> [Objective]:
Quote the passage below on cybercrime as a money-driven business in full, word for word.

> [Supplied passage]:
========

In fact, the greatest cybercrime problem worldwide is not common hacking
or defacements, despite the embarrassment they may bring, but attacks that are
economically-based. Cybercrime has become a big business. Today, most hackers have no
political axe to grind, they do not seek glory from the hacker community, and they have
neither religious agenda nor extremist philosophy. They are in it for the money.
The malware economy
The spread of malware is driven by the very real prospect of economic gain, and as
attackers gain more success, the malware economy becomes self-perpetuating. Spammers,
phishers, and other cyber criminals are becoming wealthier, and therefore have more
financial power behind them to create larger engines of destruction. Hacking is no longer
the domain of the single, lonely character sitting in his parents’ basement—it
is a big business, often led by wealthy individuals, with multiple employees and large
bankrolls of illicit cash. And what’s worse is that not only is the frequency and
sophistication of the attacks increasing, the amount of damage is increasing as well. A
Gartner Group report showed 2006 profits from phishing scams rose over 400 percent, from
$257 per victim to $1,244 per victim.

========

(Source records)
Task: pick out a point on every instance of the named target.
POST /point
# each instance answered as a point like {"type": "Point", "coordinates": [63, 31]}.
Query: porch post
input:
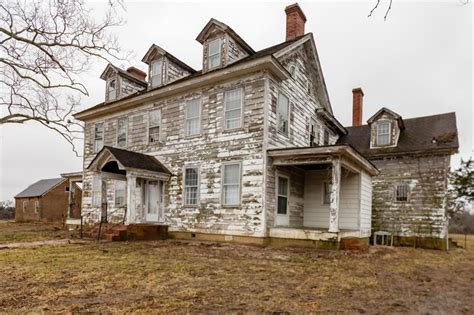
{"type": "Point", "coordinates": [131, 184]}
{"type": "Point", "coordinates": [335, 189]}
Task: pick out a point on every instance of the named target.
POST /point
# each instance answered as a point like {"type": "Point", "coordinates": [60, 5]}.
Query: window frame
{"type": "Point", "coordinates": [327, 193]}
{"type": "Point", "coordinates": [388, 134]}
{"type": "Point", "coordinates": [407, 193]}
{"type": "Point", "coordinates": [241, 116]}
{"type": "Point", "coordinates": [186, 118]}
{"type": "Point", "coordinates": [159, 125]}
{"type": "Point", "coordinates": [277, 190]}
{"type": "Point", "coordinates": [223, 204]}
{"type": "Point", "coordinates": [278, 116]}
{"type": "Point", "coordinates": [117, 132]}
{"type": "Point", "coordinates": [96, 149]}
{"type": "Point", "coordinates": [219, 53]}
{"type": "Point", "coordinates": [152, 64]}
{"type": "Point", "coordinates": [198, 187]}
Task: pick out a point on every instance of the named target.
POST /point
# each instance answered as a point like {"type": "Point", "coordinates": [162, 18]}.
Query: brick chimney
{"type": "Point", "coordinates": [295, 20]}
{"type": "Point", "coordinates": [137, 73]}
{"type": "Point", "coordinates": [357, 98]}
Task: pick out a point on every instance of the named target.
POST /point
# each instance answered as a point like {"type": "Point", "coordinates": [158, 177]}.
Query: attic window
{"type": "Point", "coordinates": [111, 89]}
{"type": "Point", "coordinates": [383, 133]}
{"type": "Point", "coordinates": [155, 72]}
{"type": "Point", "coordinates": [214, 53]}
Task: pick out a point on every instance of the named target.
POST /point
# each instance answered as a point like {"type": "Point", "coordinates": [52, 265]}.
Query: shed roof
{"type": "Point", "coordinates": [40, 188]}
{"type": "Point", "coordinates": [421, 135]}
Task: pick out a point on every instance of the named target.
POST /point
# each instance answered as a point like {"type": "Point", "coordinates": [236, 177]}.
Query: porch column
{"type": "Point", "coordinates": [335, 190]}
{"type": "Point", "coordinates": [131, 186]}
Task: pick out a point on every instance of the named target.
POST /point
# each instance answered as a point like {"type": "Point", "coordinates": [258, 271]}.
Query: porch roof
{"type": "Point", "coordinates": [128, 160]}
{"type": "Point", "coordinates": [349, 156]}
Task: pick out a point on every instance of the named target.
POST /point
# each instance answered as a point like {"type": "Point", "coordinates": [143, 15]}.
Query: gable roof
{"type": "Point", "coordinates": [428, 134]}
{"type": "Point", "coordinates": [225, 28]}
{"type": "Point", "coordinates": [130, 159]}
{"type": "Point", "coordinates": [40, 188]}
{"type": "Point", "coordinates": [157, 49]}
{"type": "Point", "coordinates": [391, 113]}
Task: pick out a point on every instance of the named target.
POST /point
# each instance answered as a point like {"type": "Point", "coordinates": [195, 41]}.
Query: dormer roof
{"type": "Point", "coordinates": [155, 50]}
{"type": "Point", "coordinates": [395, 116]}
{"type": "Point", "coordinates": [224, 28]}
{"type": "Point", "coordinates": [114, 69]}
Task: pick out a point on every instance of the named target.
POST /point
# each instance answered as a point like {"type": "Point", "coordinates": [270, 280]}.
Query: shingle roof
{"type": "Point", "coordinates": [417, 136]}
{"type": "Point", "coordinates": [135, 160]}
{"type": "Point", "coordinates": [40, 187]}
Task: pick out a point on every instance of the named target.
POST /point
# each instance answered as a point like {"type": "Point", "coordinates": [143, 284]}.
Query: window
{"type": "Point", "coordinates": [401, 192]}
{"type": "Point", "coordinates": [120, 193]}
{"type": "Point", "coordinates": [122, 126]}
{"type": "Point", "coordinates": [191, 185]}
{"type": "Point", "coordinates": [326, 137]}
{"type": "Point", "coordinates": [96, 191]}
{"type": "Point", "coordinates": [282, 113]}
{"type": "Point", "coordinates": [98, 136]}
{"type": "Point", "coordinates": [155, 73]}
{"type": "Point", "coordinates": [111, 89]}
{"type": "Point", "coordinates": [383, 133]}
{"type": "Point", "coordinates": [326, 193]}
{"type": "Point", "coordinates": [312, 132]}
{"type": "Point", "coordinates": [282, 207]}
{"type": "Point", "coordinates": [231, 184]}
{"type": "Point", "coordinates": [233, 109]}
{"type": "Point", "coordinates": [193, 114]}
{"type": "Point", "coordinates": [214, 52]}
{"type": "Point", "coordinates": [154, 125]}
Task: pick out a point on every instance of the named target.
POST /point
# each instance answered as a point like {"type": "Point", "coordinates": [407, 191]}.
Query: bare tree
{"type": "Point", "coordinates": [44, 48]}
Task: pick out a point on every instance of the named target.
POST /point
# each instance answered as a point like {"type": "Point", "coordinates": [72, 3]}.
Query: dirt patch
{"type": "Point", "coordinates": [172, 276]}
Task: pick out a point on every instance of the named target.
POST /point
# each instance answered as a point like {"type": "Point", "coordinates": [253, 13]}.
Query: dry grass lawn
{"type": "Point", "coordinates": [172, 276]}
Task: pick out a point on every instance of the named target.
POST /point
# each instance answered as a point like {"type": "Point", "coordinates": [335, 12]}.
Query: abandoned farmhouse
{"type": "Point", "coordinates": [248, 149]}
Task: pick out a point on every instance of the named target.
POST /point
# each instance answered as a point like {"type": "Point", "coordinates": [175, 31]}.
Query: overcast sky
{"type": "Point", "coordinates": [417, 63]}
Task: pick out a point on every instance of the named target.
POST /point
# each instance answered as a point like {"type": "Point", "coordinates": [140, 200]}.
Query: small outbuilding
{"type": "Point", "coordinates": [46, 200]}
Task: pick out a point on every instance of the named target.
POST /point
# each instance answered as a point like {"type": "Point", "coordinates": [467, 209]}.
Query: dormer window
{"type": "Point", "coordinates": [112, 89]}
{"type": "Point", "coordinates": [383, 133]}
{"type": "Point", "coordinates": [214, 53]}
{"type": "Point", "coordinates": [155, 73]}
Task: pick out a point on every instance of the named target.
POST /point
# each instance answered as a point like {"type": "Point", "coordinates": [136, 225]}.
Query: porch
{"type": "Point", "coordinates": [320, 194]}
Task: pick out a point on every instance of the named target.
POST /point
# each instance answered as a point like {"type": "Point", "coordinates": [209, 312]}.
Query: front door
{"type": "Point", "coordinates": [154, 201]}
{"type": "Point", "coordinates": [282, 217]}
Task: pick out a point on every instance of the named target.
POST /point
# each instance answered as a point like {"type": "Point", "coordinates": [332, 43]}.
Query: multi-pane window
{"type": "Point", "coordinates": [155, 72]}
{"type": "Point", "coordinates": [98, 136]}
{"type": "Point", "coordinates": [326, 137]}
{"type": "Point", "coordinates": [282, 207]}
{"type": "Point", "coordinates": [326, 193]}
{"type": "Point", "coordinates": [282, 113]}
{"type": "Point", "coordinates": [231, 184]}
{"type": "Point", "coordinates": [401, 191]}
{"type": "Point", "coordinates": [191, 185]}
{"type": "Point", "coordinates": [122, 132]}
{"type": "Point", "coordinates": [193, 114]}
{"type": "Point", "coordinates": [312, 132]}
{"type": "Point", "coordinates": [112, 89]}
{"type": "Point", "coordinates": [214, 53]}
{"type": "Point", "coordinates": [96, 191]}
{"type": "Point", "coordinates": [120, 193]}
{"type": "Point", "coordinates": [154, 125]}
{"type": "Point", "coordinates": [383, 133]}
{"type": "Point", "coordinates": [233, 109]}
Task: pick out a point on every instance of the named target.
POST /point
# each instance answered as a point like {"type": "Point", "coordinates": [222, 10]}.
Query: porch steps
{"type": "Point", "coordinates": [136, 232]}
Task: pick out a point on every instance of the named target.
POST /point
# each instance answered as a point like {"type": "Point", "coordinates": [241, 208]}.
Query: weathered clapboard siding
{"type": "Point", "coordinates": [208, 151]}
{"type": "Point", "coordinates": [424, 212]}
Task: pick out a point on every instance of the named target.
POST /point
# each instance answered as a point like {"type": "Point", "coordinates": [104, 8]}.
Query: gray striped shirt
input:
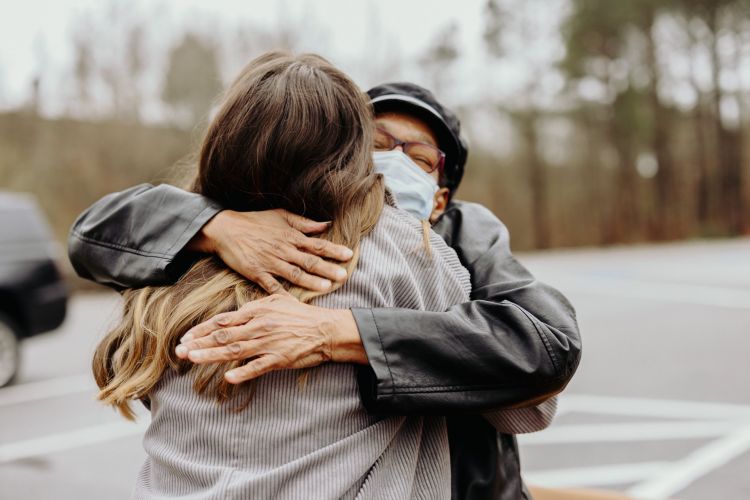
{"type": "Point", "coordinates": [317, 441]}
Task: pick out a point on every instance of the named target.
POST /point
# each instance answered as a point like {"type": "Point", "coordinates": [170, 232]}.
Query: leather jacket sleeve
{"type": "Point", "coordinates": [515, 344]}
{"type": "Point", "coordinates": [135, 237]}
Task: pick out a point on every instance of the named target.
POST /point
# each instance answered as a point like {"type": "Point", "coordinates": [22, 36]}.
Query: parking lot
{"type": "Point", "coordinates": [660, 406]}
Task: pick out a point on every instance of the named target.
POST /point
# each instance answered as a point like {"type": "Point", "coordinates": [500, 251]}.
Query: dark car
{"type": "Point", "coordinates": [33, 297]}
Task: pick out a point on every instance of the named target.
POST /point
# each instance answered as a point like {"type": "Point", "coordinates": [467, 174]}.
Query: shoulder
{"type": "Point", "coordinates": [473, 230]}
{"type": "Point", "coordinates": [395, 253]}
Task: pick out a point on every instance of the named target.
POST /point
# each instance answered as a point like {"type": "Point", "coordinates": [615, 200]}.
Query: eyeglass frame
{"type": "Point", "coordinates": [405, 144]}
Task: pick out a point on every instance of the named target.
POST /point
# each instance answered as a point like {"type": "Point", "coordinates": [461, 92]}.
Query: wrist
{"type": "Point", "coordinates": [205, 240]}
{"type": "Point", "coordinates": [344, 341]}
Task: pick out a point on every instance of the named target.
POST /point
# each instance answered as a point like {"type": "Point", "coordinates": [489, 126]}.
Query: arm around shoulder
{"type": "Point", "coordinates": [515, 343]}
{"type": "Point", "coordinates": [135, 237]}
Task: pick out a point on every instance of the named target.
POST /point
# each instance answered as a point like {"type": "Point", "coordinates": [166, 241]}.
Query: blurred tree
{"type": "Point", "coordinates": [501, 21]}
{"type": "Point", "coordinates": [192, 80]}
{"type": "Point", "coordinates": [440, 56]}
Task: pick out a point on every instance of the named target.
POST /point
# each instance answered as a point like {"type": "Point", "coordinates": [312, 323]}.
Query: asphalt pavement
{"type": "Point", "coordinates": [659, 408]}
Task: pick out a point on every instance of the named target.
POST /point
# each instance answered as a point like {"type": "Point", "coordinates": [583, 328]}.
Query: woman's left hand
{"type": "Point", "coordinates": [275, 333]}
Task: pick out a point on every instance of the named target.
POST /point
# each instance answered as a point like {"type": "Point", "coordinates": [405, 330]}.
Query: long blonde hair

========

> [Reply to the exercise]:
In fact, the greatest cybercrime problem worldwide is not common hacking
or defacements, despite the embarrassment they may bring, but attacks that are
economically-based. Cybercrime has become a big business. Today, most hackers have no
political axe to grind, they do not seek glory from the hacker community, and they have
neither religious agenda nor extremist philosophy. They are in it for the money.
The malware economy
The spread of malware is driven by the very real prospect of economic gain, and as
attackers gain more success, the malware economy becomes self-perpetuating. Spammers,
phishers, and other cyber criminals are becoming wealthier, and therefore have more
financial power behind them to create larger engines of destruction. Hacking is no longer
the domain of the single, lonely character sitting in his parents’ basement—it
is a big business, often led by wealthy individuals, with multiple employees and large
bankrolls of illicit cash. And what’s worse is that not only is the frequency and
sophistication of the attacks increasing, the amount of damage is increasing as well. A
Gartner Group report showed 2006 profits from phishing scams rose over 400 percent, from
$257 per victim to $1,244 per victim.